_WHAT THE EXERCISE ASKS_:
Rewrite the saved entries below, swapping every "loc:" for "point:" and leaving everything else as it is.

— begin DATA TO USE —

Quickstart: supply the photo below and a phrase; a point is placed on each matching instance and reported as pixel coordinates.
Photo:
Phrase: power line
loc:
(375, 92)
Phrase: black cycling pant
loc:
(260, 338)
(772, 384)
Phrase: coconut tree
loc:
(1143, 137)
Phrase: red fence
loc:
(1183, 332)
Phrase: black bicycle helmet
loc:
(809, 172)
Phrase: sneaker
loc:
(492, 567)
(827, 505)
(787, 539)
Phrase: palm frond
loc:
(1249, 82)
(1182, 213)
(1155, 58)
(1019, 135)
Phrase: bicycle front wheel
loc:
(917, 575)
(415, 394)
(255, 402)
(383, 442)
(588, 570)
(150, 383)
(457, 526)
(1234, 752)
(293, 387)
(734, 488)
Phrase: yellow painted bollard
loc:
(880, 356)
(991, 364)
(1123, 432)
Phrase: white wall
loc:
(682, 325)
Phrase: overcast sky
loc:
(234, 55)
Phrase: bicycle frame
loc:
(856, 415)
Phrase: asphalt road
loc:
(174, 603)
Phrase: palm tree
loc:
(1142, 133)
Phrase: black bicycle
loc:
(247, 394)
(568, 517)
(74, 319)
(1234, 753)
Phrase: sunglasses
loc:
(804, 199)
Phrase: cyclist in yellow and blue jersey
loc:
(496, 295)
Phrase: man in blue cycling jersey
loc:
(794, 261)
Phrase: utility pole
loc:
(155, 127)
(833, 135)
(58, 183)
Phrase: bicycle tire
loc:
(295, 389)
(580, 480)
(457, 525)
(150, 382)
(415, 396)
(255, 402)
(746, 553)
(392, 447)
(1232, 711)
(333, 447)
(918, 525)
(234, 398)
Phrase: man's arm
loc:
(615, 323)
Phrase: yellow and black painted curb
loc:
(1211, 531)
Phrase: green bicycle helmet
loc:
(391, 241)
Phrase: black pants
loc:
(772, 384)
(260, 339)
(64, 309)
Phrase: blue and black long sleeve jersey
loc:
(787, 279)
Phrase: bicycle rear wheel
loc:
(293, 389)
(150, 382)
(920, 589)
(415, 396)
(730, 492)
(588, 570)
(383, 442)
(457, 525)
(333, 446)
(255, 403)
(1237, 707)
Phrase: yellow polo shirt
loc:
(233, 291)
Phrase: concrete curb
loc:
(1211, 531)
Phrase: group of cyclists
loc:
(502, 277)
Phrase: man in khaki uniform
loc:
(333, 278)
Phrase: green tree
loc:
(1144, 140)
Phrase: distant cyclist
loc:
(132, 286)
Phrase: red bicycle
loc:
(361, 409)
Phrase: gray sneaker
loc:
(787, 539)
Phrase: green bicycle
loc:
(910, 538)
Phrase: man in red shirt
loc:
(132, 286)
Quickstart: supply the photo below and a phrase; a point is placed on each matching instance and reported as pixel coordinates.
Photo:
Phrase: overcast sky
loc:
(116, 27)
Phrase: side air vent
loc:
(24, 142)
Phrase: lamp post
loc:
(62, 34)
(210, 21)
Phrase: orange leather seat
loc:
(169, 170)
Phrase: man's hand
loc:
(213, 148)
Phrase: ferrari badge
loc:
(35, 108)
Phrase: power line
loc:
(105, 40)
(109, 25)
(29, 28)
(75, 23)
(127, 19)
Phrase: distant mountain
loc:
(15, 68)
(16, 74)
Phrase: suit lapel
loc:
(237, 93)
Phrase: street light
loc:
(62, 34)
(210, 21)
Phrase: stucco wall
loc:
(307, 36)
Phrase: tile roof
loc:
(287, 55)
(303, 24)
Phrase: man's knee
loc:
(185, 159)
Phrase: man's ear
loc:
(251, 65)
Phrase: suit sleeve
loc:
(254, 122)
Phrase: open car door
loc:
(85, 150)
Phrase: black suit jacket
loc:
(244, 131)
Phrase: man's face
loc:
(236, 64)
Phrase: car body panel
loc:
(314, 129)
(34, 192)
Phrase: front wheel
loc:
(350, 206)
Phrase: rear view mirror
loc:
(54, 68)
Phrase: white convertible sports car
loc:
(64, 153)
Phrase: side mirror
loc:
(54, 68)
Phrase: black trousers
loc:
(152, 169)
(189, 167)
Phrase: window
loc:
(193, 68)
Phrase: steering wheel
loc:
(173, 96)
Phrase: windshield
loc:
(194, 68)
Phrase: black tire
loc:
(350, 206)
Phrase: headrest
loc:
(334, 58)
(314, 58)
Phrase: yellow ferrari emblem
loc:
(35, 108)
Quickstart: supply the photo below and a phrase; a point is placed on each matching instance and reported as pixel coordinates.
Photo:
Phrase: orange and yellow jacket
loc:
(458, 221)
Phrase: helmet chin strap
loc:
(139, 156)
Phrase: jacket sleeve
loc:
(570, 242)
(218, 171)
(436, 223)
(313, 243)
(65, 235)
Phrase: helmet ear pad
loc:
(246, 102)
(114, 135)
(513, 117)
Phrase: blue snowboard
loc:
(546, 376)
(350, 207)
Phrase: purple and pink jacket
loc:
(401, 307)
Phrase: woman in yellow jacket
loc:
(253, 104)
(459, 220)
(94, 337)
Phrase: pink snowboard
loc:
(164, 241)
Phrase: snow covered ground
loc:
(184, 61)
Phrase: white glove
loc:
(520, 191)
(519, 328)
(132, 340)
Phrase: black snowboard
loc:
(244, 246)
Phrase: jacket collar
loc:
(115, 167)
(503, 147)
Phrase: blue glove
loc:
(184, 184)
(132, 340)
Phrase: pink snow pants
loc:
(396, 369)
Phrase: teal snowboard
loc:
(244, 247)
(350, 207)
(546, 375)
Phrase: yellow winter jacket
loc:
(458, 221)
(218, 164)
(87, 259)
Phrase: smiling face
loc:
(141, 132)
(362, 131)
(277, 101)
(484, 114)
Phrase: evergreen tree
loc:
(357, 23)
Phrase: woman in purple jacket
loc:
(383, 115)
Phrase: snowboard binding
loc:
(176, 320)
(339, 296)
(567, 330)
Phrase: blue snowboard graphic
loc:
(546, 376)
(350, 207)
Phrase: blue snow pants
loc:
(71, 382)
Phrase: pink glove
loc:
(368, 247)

— end DATA TO USE —

_EXERCISE SOLUTION_:
Quickstart: supply the photo below and a phrase; a point is placed on each matching instance and reported as pixel coordinates.
Photo:
Phrase: power line
point:
(375, 92)
Phrase: black cycling pant
point:
(260, 338)
(772, 384)
Phrase: coconut tree
point:
(1143, 137)
Phrase: red fence
point:
(1183, 332)
Phrase: black bicycle helmet
point:
(809, 172)
Phrase: sneaker
point:
(492, 567)
(827, 505)
(787, 539)
Phrase: palm frond
point:
(1249, 82)
(1182, 213)
(1155, 58)
(1019, 135)
Phrase: bicycle front wheel
point:
(917, 575)
(415, 394)
(255, 402)
(383, 442)
(588, 570)
(150, 383)
(457, 526)
(1234, 752)
(293, 387)
(734, 488)
Phrase: yellow painted bollard
point:
(880, 356)
(991, 364)
(1123, 432)
Phrase: white wall
point:
(682, 325)
Phrase: overcast sky
point:
(234, 55)
Phrase: bicycle frame
point:
(856, 415)
Phrase: asphalt road
point:
(174, 603)
Phrase: palm tree
point:
(1142, 133)
Phrase: black bicycle
point:
(247, 394)
(568, 517)
(74, 319)
(1234, 753)
Phrase: sunglasses
point:
(804, 199)
Phrase: cyclist in yellow and blue jersey
point:
(496, 295)
Phrase: man in blue cycling jersey
point:
(794, 261)
Phrase: utility pole
point:
(155, 127)
(833, 135)
(58, 183)
Phrase: bicycle tire
point:
(295, 389)
(580, 480)
(457, 525)
(150, 382)
(415, 396)
(255, 402)
(746, 553)
(392, 447)
(1232, 711)
(333, 447)
(918, 525)
(234, 398)
Phrase: man's arm
point:
(615, 323)
Phrase: yellow and black painted curb
point:
(1211, 531)
Phrase: green bicycle helmet
point:
(391, 241)
Phrase: black pants
point:
(772, 384)
(260, 339)
(64, 309)
Phrase: blue and black long sleeve jersey
point:
(787, 279)
Phrase: bicycle rear wheel
point:
(293, 389)
(150, 382)
(920, 589)
(415, 396)
(730, 492)
(588, 570)
(383, 442)
(457, 525)
(333, 446)
(255, 403)
(1237, 707)
Phrase: yellow polo shirt
point:
(233, 291)
Phrase: concrete curb
point:
(1211, 531)
Phrase: group of cyclists
point:
(502, 277)
Phrase: man in khaki uniform
point:
(333, 278)
Phrase: green tree
point:
(1144, 140)
Phrase: distant cyclist
point:
(132, 286)
Phrase: red bicycle
point:
(361, 409)
Phrase: gray sneaker
point:
(787, 539)
Phrase: green bicycle
point:
(910, 538)
Phrase: man in red shirt
point:
(132, 286)
Quickstart: supply the photo below and a phrase; a point is placed on each matching instance and reported as pixel coordinates.
Photo:
Phrase: overcast sky
point:
(116, 27)
Phrase: side air vent
point:
(24, 142)
Phrase: lamp post
point:
(62, 34)
(210, 21)
Phrase: orange leather seat
point:
(169, 170)
Phrase: man's hand
point:
(213, 148)
Phrase: ferrari badge
point:
(35, 108)
Phrase: power line
point:
(105, 40)
(109, 25)
(29, 28)
(75, 23)
(127, 19)
Phrase: distant mountain
point:
(15, 68)
(16, 74)
Phrase: suit lapel
point:
(237, 93)
Phrase: street light
point:
(62, 34)
(210, 21)
Phrase: stucco wall
point:
(307, 36)
Phrase: tile roof
point:
(287, 55)
(303, 24)
Phrase: man's knee
point:
(185, 159)
Phrase: man's ear
point:
(251, 65)
Phrase: suit sleeve
point:
(254, 122)
Phrase: open car door
point:
(85, 150)
Phrase: black suit jacket
point:
(244, 131)
Phrase: man's face
point:
(236, 64)
Phrase: car body panel
point:
(314, 129)
(34, 192)
Phrase: front wheel
point:
(350, 206)
Phrase: rear view mirror
point:
(54, 68)
Phrase: white convertible sports car
point:
(64, 153)
Phrase: side mirror
point:
(54, 68)
Phrase: black trousers
point:
(152, 169)
(189, 167)
Phrase: window
point:
(193, 68)
Phrase: steering wheel
point:
(173, 96)
Phrase: windshield
point:
(194, 68)
Phrase: black tire
point:
(350, 206)
Phrase: headrest
point:
(334, 58)
(314, 58)
Phrase: yellow ferrari emblem
point:
(35, 108)
Quickstart: supply the photo below and a phrase; a point is placed on each matching instance and reported as pixel coordinates.
Photo:
Phrase: orange and yellow jacket
point:
(458, 221)
Phrase: helmet chin strap
point:
(139, 156)
Phrase: jacket sleeve
point:
(570, 242)
(218, 171)
(436, 223)
(313, 243)
(65, 235)
Phrase: helmet ear pad
point:
(246, 102)
(114, 135)
(513, 117)
Phrase: blue snowboard
point:
(546, 376)
(350, 207)
Phrase: purple and pink jacket
point:
(401, 307)
Phrase: woman in yellow jacket
point:
(253, 104)
(459, 220)
(94, 337)
Phrase: pink snowboard
point:
(164, 241)
Phrase: snow covered ground
point:
(184, 61)
Phrase: white glove
point:
(520, 191)
(519, 328)
(132, 340)
Phrase: black snowboard
point:
(244, 246)
Phrase: jacket collar
point:
(115, 167)
(503, 147)
Phrase: blue glove
point:
(184, 184)
(132, 340)
Phrase: pink snow pants
point:
(396, 369)
Phrase: teal snowboard
point:
(244, 247)
(350, 207)
(546, 375)
Phrase: yellow winter jacket
point:
(458, 221)
(218, 164)
(87, 259)
Phrase: smiling face
point:
(141, 132)
(362, 131)
(277, 101)
(484, 114)
Phrase: evergreen tree
point:
(357, 23)
Phrase: woman in purple jacket
point:
(383, 115)
Phrase: snowboard binding
point:
(176, 320)
(339, 296)
(567, 330)
Phrase: blue snowboard graphic
point:
(546, 376)
(350, 207)
Phrase: blue snow pants
point:
(71, 382)
Phrase: pink glove
point:
(368, 247)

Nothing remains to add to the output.